* begin Information given *

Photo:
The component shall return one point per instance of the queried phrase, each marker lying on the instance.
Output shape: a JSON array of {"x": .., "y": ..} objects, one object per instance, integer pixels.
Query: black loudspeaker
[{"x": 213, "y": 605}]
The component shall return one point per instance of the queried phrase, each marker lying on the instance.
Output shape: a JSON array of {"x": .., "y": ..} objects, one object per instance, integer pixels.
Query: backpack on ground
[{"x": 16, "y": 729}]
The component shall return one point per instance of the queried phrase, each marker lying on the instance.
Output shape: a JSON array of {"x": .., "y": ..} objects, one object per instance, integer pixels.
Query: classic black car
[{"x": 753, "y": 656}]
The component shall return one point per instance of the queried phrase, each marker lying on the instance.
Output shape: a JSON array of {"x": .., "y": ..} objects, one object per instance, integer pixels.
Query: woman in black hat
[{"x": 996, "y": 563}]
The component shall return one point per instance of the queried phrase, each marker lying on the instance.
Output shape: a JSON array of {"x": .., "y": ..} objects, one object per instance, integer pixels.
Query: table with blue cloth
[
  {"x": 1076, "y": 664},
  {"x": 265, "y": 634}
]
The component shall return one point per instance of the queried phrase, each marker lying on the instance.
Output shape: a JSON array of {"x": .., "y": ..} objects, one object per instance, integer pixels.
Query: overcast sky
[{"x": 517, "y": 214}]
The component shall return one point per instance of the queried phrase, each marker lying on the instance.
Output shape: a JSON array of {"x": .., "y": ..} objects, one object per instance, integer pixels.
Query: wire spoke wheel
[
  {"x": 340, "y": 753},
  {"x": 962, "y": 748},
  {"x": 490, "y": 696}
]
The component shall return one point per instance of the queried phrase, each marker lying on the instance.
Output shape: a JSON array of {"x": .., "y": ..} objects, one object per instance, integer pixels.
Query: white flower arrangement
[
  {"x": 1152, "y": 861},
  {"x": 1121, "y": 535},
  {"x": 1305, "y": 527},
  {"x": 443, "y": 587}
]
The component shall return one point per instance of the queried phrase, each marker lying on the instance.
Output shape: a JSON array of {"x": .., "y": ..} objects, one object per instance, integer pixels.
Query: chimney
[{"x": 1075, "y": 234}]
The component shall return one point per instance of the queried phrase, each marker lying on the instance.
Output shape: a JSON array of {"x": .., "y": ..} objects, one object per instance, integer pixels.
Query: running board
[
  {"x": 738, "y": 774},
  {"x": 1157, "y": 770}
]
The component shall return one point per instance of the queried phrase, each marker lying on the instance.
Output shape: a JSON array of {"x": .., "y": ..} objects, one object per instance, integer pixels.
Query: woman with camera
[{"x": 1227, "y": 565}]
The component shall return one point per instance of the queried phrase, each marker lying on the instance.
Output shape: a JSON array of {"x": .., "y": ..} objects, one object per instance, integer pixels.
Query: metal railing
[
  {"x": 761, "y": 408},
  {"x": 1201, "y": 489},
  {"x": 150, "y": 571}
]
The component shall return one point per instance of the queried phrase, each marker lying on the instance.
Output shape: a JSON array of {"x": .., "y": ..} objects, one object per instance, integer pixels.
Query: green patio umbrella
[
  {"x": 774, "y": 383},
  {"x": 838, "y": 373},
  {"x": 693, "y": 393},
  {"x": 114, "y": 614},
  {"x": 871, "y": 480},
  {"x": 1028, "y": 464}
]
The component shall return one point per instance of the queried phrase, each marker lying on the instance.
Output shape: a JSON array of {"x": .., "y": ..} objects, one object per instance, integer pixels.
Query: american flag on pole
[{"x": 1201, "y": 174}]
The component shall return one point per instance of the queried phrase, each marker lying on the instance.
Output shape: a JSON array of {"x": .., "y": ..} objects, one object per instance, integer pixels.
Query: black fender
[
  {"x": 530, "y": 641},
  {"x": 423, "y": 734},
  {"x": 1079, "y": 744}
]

* end Information given *

● **Given request**: Repeat the material above in full, quoting it exactly.

● **Solution for this exercise**:
Photo:
The component shall return one point per instance of the queried phrase, each marker lying on the instance.
Output shape: a JSON array of {"x": .., "y": ..} objects, one object per instance, integer pixels.
Query: black loudspeaker
[{"x": 213, "y": 605}]
The component shall return one point per instance of the queried phrase, each marker lying on the instance.
Output shape: a JSON array of {"x": .., "y": ..} objects, one object per instance, integer pixels.
Query: backpack on ground
[{"x": 16, "y": 729}]
The component shall return one point per instance of the queried phrase, each marker lying on the instance.
Output shape: a JSON array of {"x": .., "y": ..} objects, one object per instance, integer pixels.
Query: classic black car
[{"x": 753, "y": 656}]
The component shall return one point per instance of the queried phrase, each marker lying on the instance.
Output shape: a JSON array of {"x": .., "y": ..} objects, one object per instance, integer pixels.
Query: woman in black hat
[{"x": 996, "y": 563}]
The component shall return one point per instance of the queried phrase, each marker lying on the instance.
Output shape: a JSON array of {"x": .., "y": ..} objects, one object per instance, integer pixels.
Query: table with blue cloth
[
  {"x": 1076, "y": 664},
  {"x": 265, "y": 634}
]
The component shall return one point per instance of the queried phrase, each marker lying on the instance.
Output shape: a JSON array of {"x": .., "y": ..} objects, one object per instance, integer pixels.
Query: overcast sky
[{"x": 517, "y": 214}]
The component shall return one point per instance of the queried phrase, each marker lying on the instance.
Output shape: a JSON array of {"x": .., "y": ..} objects, one object per instance, integer pixels.
Query: wire spoke wheel
[
  {"x": 340, "y": 753},
  {"x": 962, "y": 748},
  {"x": 490, "y": 696}
]
The component shall return one point per instance of the queried phrase, each marker lying on the instance.
Output shape: a JSON array of {"x": .., "y": ..} objects, one object per instance, integer pixels.
Query: white flower arrangement
[
  {"x": 1152, "y": 861},
  {"x": 1121, "y": 535},
  {"x": 1305, "y": 527},
  {"x": 443, "y": 587}
]
The component shall return one point per instance of the queried phrase, each marker lying on the instance.
Output shape: a JSON array of {"x": .., "y": ..} objects, one object per instance, integer pixels.
Query: chimney
[{"x": 1075, "y": 234}]
The component shall return one point per instance of the queried phrase, each marker lying on the instance.
Output shape: a JSON array of {"x": .., "y": ..} objects, one object per instance, integer pixels.
Query: running board
[
  {"x": 738, "y": 774},
  {"x": 1157, "y": 770}
]
The component shall return one point per instance of the queried phrase, each marker lying on the instance.
Output shape: a JSON array of {"x": .., "y": ..} objects, one object per instance, integer pixels.
Query: woman with camera
[{"x": 1227, "y": 565}]
The component shall return one point per instance of the queried phrase, each marker lying on the instance.
Output shape: a JSON array of {"x": .., "y": ..} objects, one object per instance, integer pixels.
Query: metal railing
[
  {"x": 761, "y": 408},
  {"x": 1201, "y": 489},
  {"x": 150, "y": 571}
]
The component shall return one point per instance of the queried phrase, each marker lying on the instance.
Output shape: a JSON array of {"x": .., "y": ..} objects, one object per instance, integer pixels.
Query: green patio umbrella
[
  {"x": 774, "y": 383},
  {"x": 838, "y": 373},
  {"x": 693, "y": 393},
  {"x": 114, "y": 614},
  {"x": 871, "y": 480},
  {"x": 1028, "y": 464}
]
The component shall return one point per instance of the queried phrase, each marker lying on the instance.
Output shape: a JSON array of {"x": .., "y": ..} objects, one object per instance, integer pixels.
Query: american flag on pole
[{"x": 1201, "y": 174}]
The component shall return one point per instance of the queried phrase, each marker lying on the instance.
Output shape: a JSON array of {"x": .., "y": ..} objects, one object per instance, integer pixels.
Query: black fender
[
  {"x": 530, "y": 641},
  {"x": 423, "y": 734},
  {"x": 1079, "y": 744}
]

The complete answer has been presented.